**DATA TO PROCESS:**
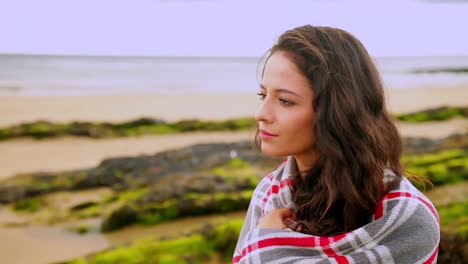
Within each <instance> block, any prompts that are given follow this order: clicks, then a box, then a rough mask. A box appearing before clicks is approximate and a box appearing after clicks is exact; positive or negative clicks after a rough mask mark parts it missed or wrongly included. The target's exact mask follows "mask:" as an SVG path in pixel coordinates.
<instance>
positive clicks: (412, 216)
mask: <svg viewBox="0 0 468 264" xmlns="http://www.w3.org/2000/svg"><path fill="white" fill-rule="evenodd" d="M384 214H394V215H400V216H404V217H406V218H408V220H409V219H411V221H408V222H407V223H413V224H415V227H417V228H423V229H425V232H427V233H428V235H429V233H432V234H433V235H434V236H438V235H439V230H440V219H439V214H438V213H437V210H436V208H435V206H434V204H433V203H432V202H431V200H430V199H429V198H428V197H427V196H426V195H424V194H423V193H422V192H421V191H420V190H418V189H417V188H416V187H415V186H414V185H413V184H412V183H411V182H410V181H409V180H408V179H407V178H406V177H405V176H404V175H402V176H401V180H400V182H399V183H398V184H397V185H396V186H394V188H392V189H391V190H390V191H389V192H388V193H387V194H386V195H384V197H383V198H382V199H381V200H380V201H379V203H378V204H377V209H376V212H375V214H374V218H375V219H378V218H379V217H381V216H382V215H384ZM414 231H416V230H414Z"/></svg>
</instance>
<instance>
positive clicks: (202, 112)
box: [0, 86, 468, 127]
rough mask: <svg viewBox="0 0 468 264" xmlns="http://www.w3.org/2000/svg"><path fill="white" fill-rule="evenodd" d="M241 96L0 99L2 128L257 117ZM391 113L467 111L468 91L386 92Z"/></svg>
mask: <svg viewBox="0 0 468 264" xmlns="http://www.w3.org/2000/svg"><path fill="white" fill-rule="evenodd" d="M256 92H257V91H252V93H238V94H181V95H175V94H172V95H169V94H159V95H158V94H149V95H137V94H128V95H93V96H50V95H49V96H45V95H44V96H40V95H35V96H32V95H31V96H0V127H5V126H8V125H13V124H18V123H21V122H32V121H36V120H39V119H45V120H49V121H53V122H67V121H78V120H81V121H110V122H118V121H127V120H132V119H135V118H139V117H152V118H161V119H164V120H167V121H174V120H180V119H190V118H197V119H213V120H219V119H225V118H234V117H246V116H253V115H254V113H255V111H256V109H257V107H258V105H259V103H258V102H259V100H258V96H257V95H256V94H255V93H256ZM387 103H388V107H389V109H390V111H391V112H395V113H404V112H411V111H416V110H421V109H425V108H429V107H436V106H442V105H453V106H466V105H468V86H455V87H443V88H437V87H426V88H411V89H388V90H387Z"/></svg>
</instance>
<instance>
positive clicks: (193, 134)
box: [0, 86, 468, 178]
mask: <svg viewBox="0 0 468 264" xmlns="http://www.w3.org/2000/svg"><path fill="white" fill-rule="evenodd" d="M467 91H468V87H465V86H459V87H444V88H433V87H432V88H424V89H423V88H412V89H389V90H387V103H388V106H389V109H390V111H391V112H392V113H405V112H411V111H417V110H423V109H427V108H432V107H437V106H443V105H449V106H464V105H466V103H467V102H468V92H467ZM0 102H1V103H0V126H8V125H13V124H19V123H21V122H31V121H37V120H40V119H42V120H48V121H51V122H70V121H78V120H81V121H101V122H121V121H128V120H132V119H135V118H139V117H152V118H160V119H163V120H167V121H176V120H181V119H200V120H223V119H227V118H235V117H248V116H253V115H254V113H255V110H256V108H257V106H258V105H259V104H258V98H257V95H256V94H254V93H252V94H246V93H238V94H179V95H176V94H172V95H169V94H165V95H155V94H152V95H94V96H1V97H0ZM397 127H398V128H399V130H400V133H401V134H402V135H403V136H412V137H427V138H432V139H436V138H442V137H445V136H448V135H451V134H454V133H465V132H466V131H468V121H467V120H465V119H453V120H447V121H444V122H425V123H423V124H413V123H404V122H398V123H397ZM252 139H253V131H243V132H198V133H185V134H171V135H161V136H142V137H133V138H112V139H90V138H77V137H66V138H57V139H47V140H40V141H38V140H34V139H28V138H27V139H15V140H8V141H5V142H0V149H1V150H2V152H3V153H7V154H8V155H2V157H1V158H0V164H1V166H0V178H5V177H10V176H13V175H14V174H17V173H27V172H35V171H60V170H72V169H79V168H87V167H92V166H96V165H98V164H99V162H101V161H102V160H103V159H105V158H110V157H119V156H137V155H143V154H147V155H150V154H154V153H156V152H159V151H165V150H168V149H174V148H179V147H184V146H188V145H192V144H196V143H208V142H235V141H241V140H252Z"/></svg>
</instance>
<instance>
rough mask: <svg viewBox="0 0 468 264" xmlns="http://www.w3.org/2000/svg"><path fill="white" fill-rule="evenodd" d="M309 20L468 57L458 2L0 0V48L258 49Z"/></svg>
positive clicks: (126, 52) (385, 53) (407, 47)
mask: <svg viewBox="0 0 468 264" xmlns="http://www.w3.org/2000/svg"><path fill="white" fill-rule="evenodd" d="M447 2H448V3H447ZM304 24H313V25H327V26H334V27H340V28H343V29H345V30H348V31H350V32H351V33H353V34H354V35H355V36H356V37H358V38H359V39H360V40H361V41H362V42H363V43H364V45H365V46H366V47H367V49H368V50H369V52H370V53H371V54H372V55H374V56H399V55H401V56H408V55H468V33H467V32H468V29H467V28H468V2H467V1H460V0H459V1H437V0H432V1H431V0H426V1H421V0H419V1H418V0H406V1H403V0H396V1H395V0H394V1H369V0H365V1H364V0H363V1H359V0H357V1H356V0H355V1H351V0H349V1H345V0H328V1H327V0H302V1H294V0H288V1H276V0H261V1H254V0H232V1H228V0H224V1H223V0H185V1H184V0H159V1H158V0H134V1H130V0H127V1H120V0H76V1H71V0H69V1H65V0H56V1H54V0H42V1H37V0H30V1H27V0H0V53H46V54H90V55H93V54H103V55H105V54H107V55H163V56H173V55H176V56H186V55H188V56H205V55H207V56H259V55H261V54H263V52H264V51H265V50H267V49H268V48H269V47H270V46H271V45H272V44H273V42H274V40H275V39H276V38H277V37H278V36H279V35H280V34H281V33H282V32H283V31H285V30H286V29H290V28H293V27H296V26H300V25H304Z"/></svg>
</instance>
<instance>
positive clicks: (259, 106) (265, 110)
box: [255, 99, 272, 122]
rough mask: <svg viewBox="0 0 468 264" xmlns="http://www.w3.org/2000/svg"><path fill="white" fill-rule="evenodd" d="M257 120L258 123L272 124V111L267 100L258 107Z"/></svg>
mask: <svg viewBox="0 0 468 264" xmlns="http://www.w3.org/2000/svg"><path fill="white" fill-rule="evenodd" d="M255 120H257V122H271V120H272V114H271V109H270V107H269V103H268V101H267V100H266V99H265V100H264V101H262V102H261V104H260V106H259V107H258V109H257V112H256V113H255Z"/></svg>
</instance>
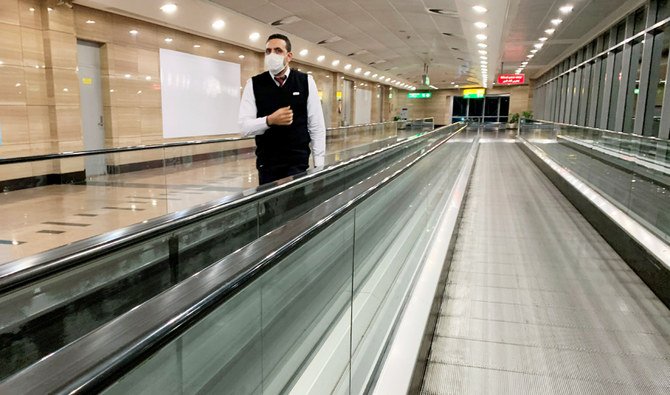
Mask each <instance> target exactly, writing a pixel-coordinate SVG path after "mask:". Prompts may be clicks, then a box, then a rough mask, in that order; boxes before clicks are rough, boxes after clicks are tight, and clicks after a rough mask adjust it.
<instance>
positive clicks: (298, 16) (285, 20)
mask: <svg viewBox="0 0 670 395" xmlns="http://www.w3.org/2000/svg"><path fill="white" fill-rule="evenodd" d="M300 20H302V19H300V17H299V16H296V15H291V16H287V17H286V18H282V19H280V20H278V21H274V22H272V23H270V24H271V25H272V26H282V25H288V24H291V23H295V22H298V21H300Z"/></svg>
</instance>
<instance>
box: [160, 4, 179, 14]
mask: <svg viewBox="0 0 670 395" xmlns="http://www.w3.org/2000/svg"><path fill="white" fill-rule="evenodd" d="M161 11H163V12H164V13H166V14H174V13H175V11H177V5H176V4H172V3H167V4H164V5H163V6H161Z"/></svg>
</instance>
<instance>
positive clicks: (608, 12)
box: [76, 0, 644, 88]
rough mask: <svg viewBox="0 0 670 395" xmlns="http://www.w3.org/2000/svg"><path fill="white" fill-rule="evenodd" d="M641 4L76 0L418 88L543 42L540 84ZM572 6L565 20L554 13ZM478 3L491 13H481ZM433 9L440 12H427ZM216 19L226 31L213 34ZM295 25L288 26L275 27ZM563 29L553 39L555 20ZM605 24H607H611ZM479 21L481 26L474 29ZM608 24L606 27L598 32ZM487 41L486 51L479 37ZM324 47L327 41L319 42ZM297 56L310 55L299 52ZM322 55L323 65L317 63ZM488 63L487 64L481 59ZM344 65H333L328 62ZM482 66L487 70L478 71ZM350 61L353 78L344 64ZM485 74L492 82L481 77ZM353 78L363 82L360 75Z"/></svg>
mask: <svg viewBox="0 0 670 395" xmlns="http://www.w3.org/2000/svg"><path fill="white" fill-rule="evenodd" d="M643 1H644V0H179V1H176V0H175V1H174V2H175V3H176V4H177V5H178V7H179V10H178V11H177V13H176V14H175V15H166V14H164V13H162V12H161V11H160V10H159V8H160V6H161V5H162V4H165V3H166V2H167V0H165V1H163V0H142V1H137V0H105V1H103V0H82V1H76V3H81V4H83V5H87V6H91V7H94V8H99V9H105V10H107V11H111V12H116V13H122V14H126V15H129V16H133V17H136V18H140V19H146V20H149V21H152V22H156V23H161V24H164V25H167V26H172V27H177V28H181V29H184V30H187V31H191V32H195V33H199V34H203V35H205V36H209V37H213V38H217V39H221V40H224V41H228V42H231V43H235V44H238V45H242V46H245V47H248V48H253V49H257V50H262V49H263V48H264V43H263V42H262V40H261V42H254V43H250V42H249V37H248V35H249V32H250V31H252V30H253V31H257V32H259V33H260V34H261V36H266V35H267V34H270V33H273V32H277V31H284V32H286V33H289V36H290V37H291V39H292V41H293V42H294V50H293V52H294V54H295V57H296V59H298V60H300V61H301V62H304V63H308V64H313V65H316V66H319V67H323V68H326V69H331V70H334V71H339V72H343V73H345V74H347V73H349V74H353V73H354V71H353V70H355V69H357V68H359V67H360V70H359V73H362V72H364V71H370V73H369V74H368V79H371V78H370V76H371V75H373V74H372V73H375V74H379V75H380V76H381V75H384V76H385V77H390V78H393V79H394V80H397V83H406V84H408V86H415V87H421V75H422V74H423V71H424V64H426V65H428V71H429V72H428V74H429V76H430V79H431V84H432V85H434V86H435V87H438V88H454V87H456V85H458V86H460V87H463V86H472V85H484V86H490V85H491V84H492V82H493V81H494V78H495V77H496V74H497V73H500V72H514V71H515V70H516V69H517V68H519V67H520V65H521V62H522V61H525V60H528V59H527V58H526V57H527V55H529V51H530V50H532V49H533V45H534V44H537V43H538V39H539V38H540V37H543V36H545V37H547V38H548V40H547V41H546V42H545V45H544V46H543V47H542V49H541V50H539V52H538V53H537V54H536V55H535V57H534V58H533V59H531V60H530V63H529V65H528V66H527V70H526V71H525V72H526V73H528V74H529V75H530V76H531V77H537V76H539V74H541V73H542V72H544V71H545V70H546V69H547V67H548V66H550V65H551V64H552V63H554V62H556V61H558V60H561V59H562V57H564V56H566V55H567V54H568V53H566V52H567V51H569V50H571V49H576V47H577V46H579V45H581V44H583V43H585V42H587V40H590V39H592V38H593V37H591V36H593V35H594V34H595V33H594V31H595V30H597V28H598V26H600V25H603V24H604V23H611V22H613V21H614V20H615V19H616V18H617V15H625V14H622V13H621V12H622V8H620V7H625V6H626V5H629V8H631V9H633V7H634V5H632V4H633V3H635V5H637V4H639V3H641V2H643ZM566 4H570V5H573V6H574V9H573V11H572V12H570V13H569V14H567V15H563V14H561V13H560V11H559V8H560V7H561V6H564V5H566ZM474 5H481V6H483V7H485V8H486V9H487V12H485V13H483V14H479V13H477V12H475V11H474V10H473V6H474ZM429 9H439V10H440V13H439V14H436V13H431V12H430V11H429ZM216 15H218V17H220V18H222V19H223V20H225V21H226V28H225V30H224V31H221V32H213V31H212V28H211V22H212V18H213V17H214V16H216ZM288 17H292V18H291V23H287V24H282V25H279V26H272V25H271V24H272V23H273V22H276V21H279V20H281V19H284V18H288ZM558 17H560V18H562V19H563V23H561V24H560V25H558V26H557V27H556V32H555V33H554V34H553V35H551V36H549V35H547V34H546V33H545V32H544V31H545V30H546V29H548V28H550V27H553V26H552V25H551V22H550V21H551V20H552V19H555V18H558ZM610 21H611V22H610ZM475 22H484V23H486V24H487V26H486V27H485V28H483V29H480V28H478V27H476V26H475ZM603 26H604V27H606V26H607V25H603ZM477 34H485V35H486V36H487V38H486V39H485V40H484V41H483V42H484V43H486V45H487V48H486V49H485V51H487V52H486V54H485V55H484V54H482V53H479V51H481V50H482V48H480V47H479V46H478V44H479V43H480V40H478V39H477V38H476V37H475V36H476V35H477ZM324 41H326V42H324ZM302 49H306V50H308V51H309V54H307V55H305V56H301V55H299V52H300V51H301V50H302ZM318 55H323V56H324V57H325V60H322V61H321V62H319V61H317V56H318ZM482 56H485V57H486V59H485V60H483V59H481V57H482ZM332 59H337V60H341V62H340V64H339V65H331V60H332ZM482 61H485V62H488V64H485V65H481V64H480V63H481V62H482ZM346 64H352V66H353V67H352V68H351V69H350V70H349V71H345V70H344V69H343V67H344V66H345V65H346ZM483 70H487V76H488V80H484V79H483ZM359 77H361V78H362V77H363V76H362V75H360V76H359Z"/></svg>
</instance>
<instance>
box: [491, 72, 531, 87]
mask: <svg viewBox="0 0 670 395" xmlns="http://www.w3.org/2000/svg"><path fill="white" fill-rule="evenodd" d="M525 83H526V75H525V74H500V75H498V85H523V84H525Z"/></svg>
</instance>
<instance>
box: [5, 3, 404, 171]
mask: <svg viewBox="0 0 670 395" xmlns="http://www.w3.org/2000/svg"><path fill="white" fill-rule="evenodd" d="M47 7H51V8H52V9H53V10H52V11H47ZM31 8H33V9H34V10H33V11H31ZM89 19H90V20H94V21H95V22H96V23H95V24H87V23H86V21H87V20H89ZM133 29H135V30H138V31H139V32H140V34H138V35H136V36H133V35H131V34H129V31H130V30H133ZM165 37H171V38H172V39H173V41H172V43H170V44H168V43H165V41H164V38H165ZM77 39H82V40H88V41H94V42H97V43H100V44H101V58H102V59H101V69H102V70H101V71H102V87H103V103H104V114H105V120H106V122H105V140H106V146H107V147H119V146H128V145H137V144H154V143H162V142H166V140H165V139H163V135H162V129H161V128H162V114H161V97H160V75H159V49H160V48H169V49H174V50H177V51H181V52H186V53H191V54H195V55H199V56H206V57H211V58H215V59H221V60H225V61H229V62H235V63H239V64H240V65H241V71H242V75H241V81H240V87H242V86H243V85H244V83H245V81H246V80H247V79H248V78H250V77H251V76H253V75H255V74H257V73H259V72H261V71H262V70H263V54H262V53H258V52H254V51H251V50H248V49H245V48H241V47H237V46H234V45H232V44H228V43H224V42H220V41H216V40H211V39H208V38H203V37H199V36H196V35H193V34H189V33H185V32H181V31H178V30H174V29H169V28H166V27H163V26H158V25H154V24H151V23H147V22H142V21H138V20H135V19H131V18H126V17H123V16H119V15H115V14H110V13H106V12H103V11H98V10H94V9H90V8H86V7H81V6H76V5H75V7H74V8H73V9H69V8H67V7H64V6H57V5H56V0H47V1H39V0H0V61H1V62H2V63H1V64H0V127H1V128H2V144H1V145H0V155H2V156H23V155H35V154H43V153H53V152H62V151H72V150H81V149H83V139H82V130H81V121H80V119H81V114H80V109H79V80H78V76H77ZM196 44H197V45H200V47H199V48H195V47H194V45H196ZM219 50H224V51H225V54H223V55H220V54H219V53H218V51H219ZM240 55H244V56H245V58H244V59H240V58H239V56H240ZM293 67H295V68H300V69H302V70H303V71H305V72H307V71H309V72H311V73H312V75H313V76H314V78H315V80H316V82H317V86H318V88H319V91H321V92H322V102H323V106H324V108H326V109H327V112H329V119H330V122H329V124H328V125H327V126H329V127H335V126H337V125H339V122H340V115H339V112H338V105H337V99H336V93H337V91H341V90H342V89H341V81H342V79H341V78H342V75H341V74H339V73H333V72H331V71H328V70H324V69H320V68H316V67H313V66H307V65H304V64H299V63H295V64H293ZM347 78H350V77H347ZM351 79H352V80H354V82H355V85H356V89H370V90H372V91H373V95H372V97H373V106H372V107H373V114H372V119H373V120H375V119H378V110H377V105H376V101H377V100H385V102H384V105H385V109H388V111H386V110H385V113H384V118H385V120H389V119H392V117H393V115H394V114H393V113H392V112H391V111H390V108H389V107H390V105H389V104H388V103H387V101H388V95H383V94H382V95H380V96H381V97H380V98H379V99H377V93H376V89H377V88H376V84H374V83H371V82H369V81H366V80H358V79H356V78H351ZM217 137H220V136H217ZM181 140H187V139H181ZM169 141H180V139H170V140H169ZM68 163H74V165H68V167H70V168H77V167H79V166H78V165H77V163H79V164H80V163H81V162H77V161H70V162H68ZM26 173H27V174H28V173H33V172H32V171H26Z"/></svg>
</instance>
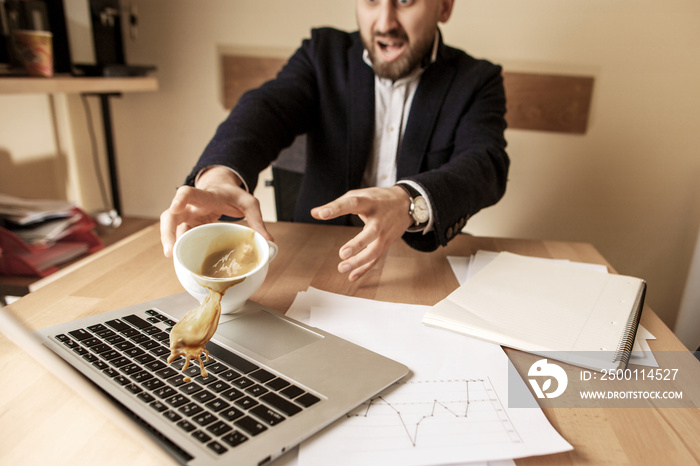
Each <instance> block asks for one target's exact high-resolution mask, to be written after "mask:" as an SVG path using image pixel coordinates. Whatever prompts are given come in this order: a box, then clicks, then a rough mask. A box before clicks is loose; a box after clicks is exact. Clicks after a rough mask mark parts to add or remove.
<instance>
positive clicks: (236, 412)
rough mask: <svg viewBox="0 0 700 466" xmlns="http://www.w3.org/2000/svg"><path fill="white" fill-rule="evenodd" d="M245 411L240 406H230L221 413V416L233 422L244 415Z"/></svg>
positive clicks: (221, 412)
mask: <svg viewBox="0 0 700 466" xmlns="http://www.w3.org/2000/svg"><path fill="white" fill-rule="evenodd" d="M244 414H245V413H244V412H243V411H241V410H240V409H238V408H234V407H230V408H227V409H226V410H224V411H221V412H220V413H219V416H221V417H223V418H224V419H226V420H227V421H229V422H233V421H235V420H236V419H238V418H239V417H241V416H243V415H244Z"/></svg>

**DIRECTIONS:** Reproduce exactly the lines of the entries above from the first through the line with "box: [0, 86, 468, 127]", both included; pictures should not be reproduced.

**RESULT:**
Within each <instance> block, any prompts that are given follow this order: clicks, then a box, then a rough mask. A box appearing before clicks is approximate and a box appearing after clicks is exact; positive or negative clicks after a rough mask mark parts it missed or wrongly included. The target's exact mask follows "mask:" as an SVG path in pixel coordinates.
<instance>
positive clicks: (412, 216)
mask: <svg viewBox="0 0 468 264" xmlns="http://www.w3.org/2000/svg"><path fill="white" fill-rule="evenodd" d="M384 214H394V215H400V216H404V217H406V218H408V220H409V219H411V221H408V222H407V223H413V224H415V227H417V228H423V229H425V232H427V233H428V235H429V233H432V234H433V235H434V236H438V235H439V230H440V219H439V214H438V213H437V210H436V208H435V206H434V204H433V203H432V202H431V200H430V199H429V198H428V197H427V196H426V195H424V194H423V193H422V192H421V191H420V190H418V189H417V188H416V187H415V186H414V185H413V184H412V183H411V182H410V181H409V180H408V179H407V178H406V177H405V176H404V175H402V176H401V180H400V182H399V183H398V184H397V185H396V186H394V188H392V189H391V190H390V191H389V192H388V193H387V194H386V195H384V197H383V198H382V199H381V200H380V201H379V203H378V204H377V209H376V212H375V214H374V218H375V219H378V218H379V217H381V216H382V215H384ZM414 231H416V230H414Z"/></svg>
</instance>
<instance>
positive clicks: (202, 112)
box: [0, 86, 468, 127]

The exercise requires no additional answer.